## Listed entries
#####

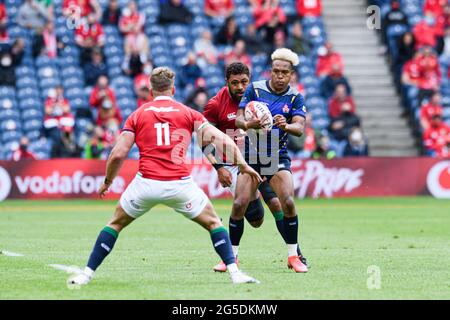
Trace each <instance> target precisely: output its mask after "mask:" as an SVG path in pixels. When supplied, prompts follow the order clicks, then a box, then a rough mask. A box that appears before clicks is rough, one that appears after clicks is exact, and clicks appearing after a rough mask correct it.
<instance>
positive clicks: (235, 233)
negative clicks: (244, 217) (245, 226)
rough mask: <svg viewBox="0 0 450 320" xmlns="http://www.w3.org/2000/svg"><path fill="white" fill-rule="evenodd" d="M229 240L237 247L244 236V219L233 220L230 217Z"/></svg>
mask: <svg viewBox="0 0 450 320" xmlns="http://www.w3.org/2000/svg"><path fill="white" fill-rule="evenodd" d="M229 229H230V240H231V244H232V245H233V246H238V245H239V243H240V242H241V238H242V235H243V234H244V219H241V220H234V219H233V218H231V217H230V224H229Z"/></svg>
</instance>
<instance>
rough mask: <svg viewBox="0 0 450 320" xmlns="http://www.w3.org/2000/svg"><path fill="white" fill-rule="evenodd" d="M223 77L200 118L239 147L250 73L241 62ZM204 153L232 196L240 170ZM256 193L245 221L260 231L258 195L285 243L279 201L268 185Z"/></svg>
mask: <svg viewBox="0 0 450 320" xmlns="http://www.w3.org/2000/svg"><path fill="white" fill-rule="evenodd" d="M225 77H226V79H225V80H226V82H227V85H226V86H225V87H223V88H222V89H221V90H220V91H219V92H218V93H217V95H216V96H214V97H213V98H211V100H209V102H208V103H207V105H206V106H205V110H204V111H203V116H205V118H206V119H207V120H208V121H209V123H211V124H213V125H214V126H216V127H217V128H218V129H219V130H220V131H222V132H224V133H226V134H227V135H229V136H230V137H231V138H233V139H234V141H235V142H236V143H237V144H238V145H239V140H240V141H241V142H242V143H243V140H242V138H243V134H242V133H240V132H241V131H240V129H239V128H237V127H236V113H237V111H238V107H239V102H240V101H241V98H242V96H243V95H244V92H245V89H247V86H248V84H249V83H250V70H249V68H248V67H247V66H246V65H245V64H243V63H241V62H234V63H231V64H230V65H228V66H227V68H226V70H225ZM248 125H249V128H252V127H256V126H258V125H260V123H259V121H258V120H251V121H249V122H248ZM209 152H211V153H209ZM205 153H207V158H208V159H209V160H210V161H211V163H212V164H213V166H214V168H215V169H216V170H217V176H218V179H219V182H220V184H221V185H222V186H223V187H228V188H229V190H230V192H231V193H232V194H233V196H234V195H235V189H236V181H237V176H238V171H239V168H238V167H237V166H233V165H230V164H226V161H225V164H224V163H223V162H222V161H220V160H221V159H216V158H215V157H214V156H211V155H212V153H213V150H211V148H206V150H205ZM258 189H259V192H257V193H255V194H254V195H253V198H252V199H251V201H250V203H249V205H248V207H247V211H246V213H245V218H246V220H247V221H248V222H249V223H250V225H252V226H253V227H255V228H259V227H260V226H261V224H262V223H263V221H264V207H263V205H262V203H261V197H260V194H261V195H262V197H263V199H264V201H265V203H266V204H267V206H268V207H269V209H270V211H271V212H272V215H273V216H274V218H275V222H276V226H277V229H278V231H279V232H280V234H281V236H282V237H283V239H284V240H285V232H284V219H283V216H284V215H283V209H282V206H281V203H280V200H279V199H278V198H277V195H276V194H275V192H274V191H273V190H272V188H271V187H270V185H269V183H268V181H264V182H263V183H261V184H260V186H259V188H258ZM229 223H230V230H231V228H234V229H236V227H235V226H236V223H234V221H233V219H231V217H230V222H229ZM237 229H239V230H238V231H237V232H233V233H231V232H230V238H231V244H232V247H233V253H234V255H235V257H236V262H237V261H238V260H237V255H238V251H239V243H240V238H241V237H242V234H243V232H244V226H243V224H242V225H241V226H240V227H239V228H237ZM235 234H237V236H236V237H234V235H235ZM297 253H298V255H299V257H300V259H301V260H302V262H303V263H304V264H305V265H307V261H306V258H305V257H304V256H303V255H302V253H301V251H300V247H298V248H297ZM213 269H214V271H217V272H225V271H227V267H226V265H225V263H224V262H220V263H219V264H217V265H216V266H215V267H214V268H213Z"/></svg>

#####

## Task item
The answer should be a number alone: the count of lines in the records that hold the word "clicks".

## Solution to the exercise
3